Text provided
And people ask me why I like this one better than "On The Road"
"Those afternoons, those lazy afternoons, when I used to sit, or lie down, on Desolation Peak, sometimes on the alpine grass, hundreds of miles of snowcovered grass all around, looming Mount Hozomeen on my north, vast snowy Jack to the south, the encharmed picture of the lake below to the west and the snowy hump of Mount Baker beyond, and to the east the rilled and ridged monstrosities humping to the Cascade Ridge, and after that first time suddenly realizing "It's me that changed and done all this and come and gone and complained and hurt and joyed and yelled, not the Void!" and so that every time I thought of the void I'd be looking at Mt. Hozomeen (because chair and bed and meadowgrass faced north) until I realized "Hozomeen is the Void- at least Hozomeen is the void to my eyes"- Stark naked rock, pinnacles, and thousand feet high protruding from immense timbered shoulders, and the green pointy-fir snake of my own (Starvation) Ridge wriggling to it, to its awful vaulty blue smokebody rock, and the "clouds of hope" lazing in Canada beyond with their tittlefaces and parallel lumps and sneers and grins and lamby banks and puffs of snout and mews of crack saying "Hoi! Hoi, Earth!"- the very top tittermost peak abominables of Hozomeen made of black rock and only when storms blew I don't see them and all they do is return tooth for tooth to storm an imperturbable surl for cloudburst mist- Hozomeen that does not crack like cabin rigging in the winds, that when seen from upsidedown (when I'd do my headstand in the yard) is just a hanging bubble in the illimitable ocean of space-
Hozomeen, Hozomeen, most beautiful mountain I ever seen, like a tiger sometimes with stripes, sunwashed rills and shadow crags wriggling lines in the Bright Daylight, vertical furrows and bumps and Boo! crevasse, boom, sheer magnificent Prudential mountain, nobody's even heard of it, and it's only 8,000 feet high, but what a horror when I first saw that void the first night of my staying on Desolation Peak waking up from deep fogs of 20 hours to a starlit night suddenly loomed by Hozomeen with his two sharp points, right in my window black- the Void, every time I'd think of the Void I'd see Hozomeen and understand- Over 70 days I had to stare at it."

Input data

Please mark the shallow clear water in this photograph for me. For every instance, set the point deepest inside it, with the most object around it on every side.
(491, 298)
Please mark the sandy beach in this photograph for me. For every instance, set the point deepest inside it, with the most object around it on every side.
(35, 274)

Exercises
• a. Say whether each statement agrees with the Hozomeen passage, and quote the words from the passage that decide it. (i) The speaker's chair and bed faced north. (ii) Mount Baker lies to the east of Desolation Peak. (iii) Hozomeen is 10,000 feet high.
• b. According to the Hozomeen passage, for how many days did the speaker have to stare at the mountain?

Per-task outputs
• a.
(i) Yes: "(because chair and bed and meadowgrass faced north)"
(ii) No: "the encharmed picture of the lake below to the west and the snowy hump of Mount Baker beyond"
(iii) No: "it's only 8,000 feet high"

• b. Over 70 days.